Work to do:
Please copy all lines of the entries below, requests included, adding 59 to every x and y coordinate in the answers.

Dataset content:
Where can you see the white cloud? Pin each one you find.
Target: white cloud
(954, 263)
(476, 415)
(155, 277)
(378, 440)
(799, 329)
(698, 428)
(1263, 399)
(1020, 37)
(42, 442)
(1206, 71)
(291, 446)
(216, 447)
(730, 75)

Result for this exercise:
Where can you see the white cloud? Pin each one you find.
Target: white cloud
(1013, 322)
(535, 474)
(214, 336)
(437, 499)
(858, 388)
(757, 487)
(1322, 458)
(1079, 96)
(101, 501)
(1265, 130)
(350, 505)
(275, 506)
(789, 134)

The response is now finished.